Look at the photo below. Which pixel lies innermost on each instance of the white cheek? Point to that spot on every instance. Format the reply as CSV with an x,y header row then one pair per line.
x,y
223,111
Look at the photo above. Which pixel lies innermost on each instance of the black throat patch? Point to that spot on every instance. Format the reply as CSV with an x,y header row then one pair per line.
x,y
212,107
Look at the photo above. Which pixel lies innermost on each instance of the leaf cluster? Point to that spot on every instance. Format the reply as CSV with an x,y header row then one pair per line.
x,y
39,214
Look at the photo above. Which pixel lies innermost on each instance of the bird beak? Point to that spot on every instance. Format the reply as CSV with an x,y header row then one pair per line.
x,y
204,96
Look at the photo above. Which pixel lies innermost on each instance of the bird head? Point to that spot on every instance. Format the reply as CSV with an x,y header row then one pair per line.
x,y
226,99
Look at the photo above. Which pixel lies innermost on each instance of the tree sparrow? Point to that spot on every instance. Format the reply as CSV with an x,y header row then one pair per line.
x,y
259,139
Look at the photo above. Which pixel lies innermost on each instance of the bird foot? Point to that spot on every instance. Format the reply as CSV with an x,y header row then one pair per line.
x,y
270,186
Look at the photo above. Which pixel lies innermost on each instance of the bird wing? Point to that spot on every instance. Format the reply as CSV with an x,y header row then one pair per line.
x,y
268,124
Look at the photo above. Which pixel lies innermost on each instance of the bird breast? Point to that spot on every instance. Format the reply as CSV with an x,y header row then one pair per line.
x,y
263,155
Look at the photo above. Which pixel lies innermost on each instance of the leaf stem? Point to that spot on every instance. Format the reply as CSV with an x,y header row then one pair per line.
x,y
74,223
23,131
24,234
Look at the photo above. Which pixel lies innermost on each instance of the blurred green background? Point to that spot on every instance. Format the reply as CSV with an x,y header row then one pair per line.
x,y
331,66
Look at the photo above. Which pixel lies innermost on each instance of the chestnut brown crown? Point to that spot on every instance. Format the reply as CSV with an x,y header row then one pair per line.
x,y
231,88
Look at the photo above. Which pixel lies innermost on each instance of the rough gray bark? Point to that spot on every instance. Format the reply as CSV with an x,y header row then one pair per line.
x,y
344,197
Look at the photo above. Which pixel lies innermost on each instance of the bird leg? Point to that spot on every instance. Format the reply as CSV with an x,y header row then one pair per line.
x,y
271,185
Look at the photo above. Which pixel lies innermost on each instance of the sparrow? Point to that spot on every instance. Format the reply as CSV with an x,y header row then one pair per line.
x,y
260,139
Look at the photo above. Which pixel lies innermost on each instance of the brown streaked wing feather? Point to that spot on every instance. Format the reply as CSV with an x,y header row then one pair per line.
________________________
Locate the line that contains "of the blurred". Repeat it and every line after it, up to and including the final line, exactly.

Look at the photo above. Which pixel lies innermost on each instance of the blurred green background? Point to that spot on every instance. Format the reply as CSV with an x,y header row then one pair per line.
x,y
331,66
Look at the photo above. Which pixel lies innermost on each instance of the chestnut brown crown? Point to that spot on every instance. Format the reply as CSV with an x,y header row then one pair per line.
x,y
231,88
Look at the photo above. Which pixel lies innermost on each instance of the rough gray bark? Point to that spot on every instance. Format the reply as CSV with an x,y header row then one pair per line.
x,y
344,197
Look at the photo above. Which pixel lies innermost on each instance of the bird leg? Point to that spot on every instance. Format the reply as CSV with an x,y header row then one pair per line.
x,y
271,185
Look at the photo above. Which pixel lies innermost on each instance of the sparrow? Point to that spot on every instance. Format the reply as CSV with an x,y header row then one pair per line.
x,y
260,139
Look at the photo above. Which pixel lies innermost on each instance of the brown streaked wing feather? Point to that spot on every instance. Format the reply as CSV with an x,y header row then one pair per line.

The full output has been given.